▶ **DOCUMENT EXCERPT**
———
A work of mine that has especially complex paratexts is Wendit Tnce Inf (Parrish, Wendit Tnce Inf), recently released on James Ryan’s Aleator Press. This is an asemic work, in which a suite of GANs I trained on images of English words feeds into a second program I wrote, which arranges the resulting images in a format resembling conventional book layout. At first, James and I wanted to preserve the integrity of the generated artifact by including no conventional peritext whatsoever in the printed artifact. We toyed with the idea of including a separate insert with this information instead. In the end, though, we opted to include my afterword and a publisher’s colophon both in the body of the book itself. This was primarily to save on the labor and material costs of printing a second booklet. I think it worked fine, though!
The program I wrote that performs the layout in Wendit Tnce Inf has two main steps: create the chapter headings, then create full-justified paragraphs—these are what Genette would think of as the non-paratextual elements of the book. But the program also produces two notable bits of paratext: first, the title page, and then this page, which is intended to look like a dedication.
What’s interesting to me here is that the title page does actually do paratextual work—the title of the book does indeed result from the wordforms generated by the GAN on that page, as interpreted by an OCR algorithm. I’m less certain about the dedication page. Is the book actually dedicated by this text (if indeed we can call this “text”)? I’m just a poet so the question is above my pay grade and I will again leave it to the humanists to puzzle this one out.
I think my favorite paratext that I’ve worked on is the very brief introductory text that accompanies my pamphlet 200 (of 10,000) Apotropaic Variations, published by Bad Quarto (Parrish, 10,000 Apotropaic Variations). The work itself is composed of nonsense words generated from a neural network that I trained on spellings and pronunciations from the CMU Pronouncing Dictionary (Carnegie Mellon Speech Group). The nonsense words are created by inserting random noise into the model’s hidden states during the inference phase, which results in phonetic and orthographic variations on any given input word. Each of the pamphlets has two hundred unique variations on the word “abracadabra”—a magic word traditionally used to ward off evil.
I co-wrote the pamphlet introduction with Nick Montfort. The text reads in full:
Each word inside wards off harm in a unique way. Speaking a word aloud will offer some aid. For real protection, however, you should cut the word out from this sheet and wear it on your person or ingest it.
Usually “directions” and “indications” are paratexts reserved for the labels of over-the-counter medications. I was pleased here to be able to incorporate these kinds of paratexts into a literary work.
———
▶ **DATASET CONTENT**

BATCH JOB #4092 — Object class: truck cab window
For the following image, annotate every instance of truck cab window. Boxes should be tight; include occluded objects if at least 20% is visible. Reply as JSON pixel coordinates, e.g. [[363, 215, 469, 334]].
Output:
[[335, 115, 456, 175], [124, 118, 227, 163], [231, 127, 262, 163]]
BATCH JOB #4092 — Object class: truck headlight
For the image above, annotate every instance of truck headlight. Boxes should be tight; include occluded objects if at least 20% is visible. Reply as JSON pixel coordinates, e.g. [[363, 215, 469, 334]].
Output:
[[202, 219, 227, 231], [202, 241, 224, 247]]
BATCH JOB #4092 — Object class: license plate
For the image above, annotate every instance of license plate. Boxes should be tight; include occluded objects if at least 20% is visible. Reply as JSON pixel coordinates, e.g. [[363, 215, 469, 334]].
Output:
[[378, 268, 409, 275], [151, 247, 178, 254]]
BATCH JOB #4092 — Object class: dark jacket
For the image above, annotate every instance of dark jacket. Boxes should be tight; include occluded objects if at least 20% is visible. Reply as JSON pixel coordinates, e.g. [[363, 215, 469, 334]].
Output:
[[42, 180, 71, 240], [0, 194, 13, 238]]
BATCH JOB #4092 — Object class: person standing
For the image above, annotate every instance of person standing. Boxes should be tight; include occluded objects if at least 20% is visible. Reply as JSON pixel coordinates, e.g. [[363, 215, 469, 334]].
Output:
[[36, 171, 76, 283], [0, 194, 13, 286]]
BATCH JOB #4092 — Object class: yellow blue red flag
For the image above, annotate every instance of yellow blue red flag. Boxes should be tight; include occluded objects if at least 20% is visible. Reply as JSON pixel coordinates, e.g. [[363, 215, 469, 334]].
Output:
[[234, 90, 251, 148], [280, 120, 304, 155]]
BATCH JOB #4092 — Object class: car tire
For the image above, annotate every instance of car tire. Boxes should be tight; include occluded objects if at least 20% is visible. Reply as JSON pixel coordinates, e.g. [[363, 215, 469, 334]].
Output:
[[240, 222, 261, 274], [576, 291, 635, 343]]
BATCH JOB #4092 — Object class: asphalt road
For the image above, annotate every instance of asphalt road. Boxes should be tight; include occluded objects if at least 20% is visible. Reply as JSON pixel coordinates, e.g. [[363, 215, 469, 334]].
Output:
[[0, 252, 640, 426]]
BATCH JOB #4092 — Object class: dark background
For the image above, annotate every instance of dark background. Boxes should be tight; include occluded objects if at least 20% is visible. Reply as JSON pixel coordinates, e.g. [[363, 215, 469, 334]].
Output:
———
▶ **TASK REQUIREMENTS**
1) List the paratexts that the paratext essay excerpt says appear in the printed Wendit Tnce Inf.
2) From the paratext essay excerpt, echo the passage that begins at the words "A work of mine" and stops after the words "worked fine, though!".

▶ **RESPONSES IN ORDER**
1)
- Afterword
- Publisher's colophon
- Title page
- A page intended to look like a dedication

2)
A work of mine that has especially complex paratexts is Wendit Tnce Inf (Parrish, Wendit Tnce Inf), recently released on James Ryan’s Aleator Press. This is an asemic work, in which a suite of GANs I trained on images of English words feeds into a second program I wrote, which arranges the resulting images in a format resembling conventional book layout. At first, James and I wanted to preserve the integrity of the generated artifact by including no conventional peritext whatsoever in the printed artifact. We toyed with the idea of including a separate insert with this information instead. In the end, though, we opted to include my afterword and a publisher’s colophon both in the body of the book itself. This was primarily to save on the labor and material costs of printing a second booklet. I think it worked fine, though!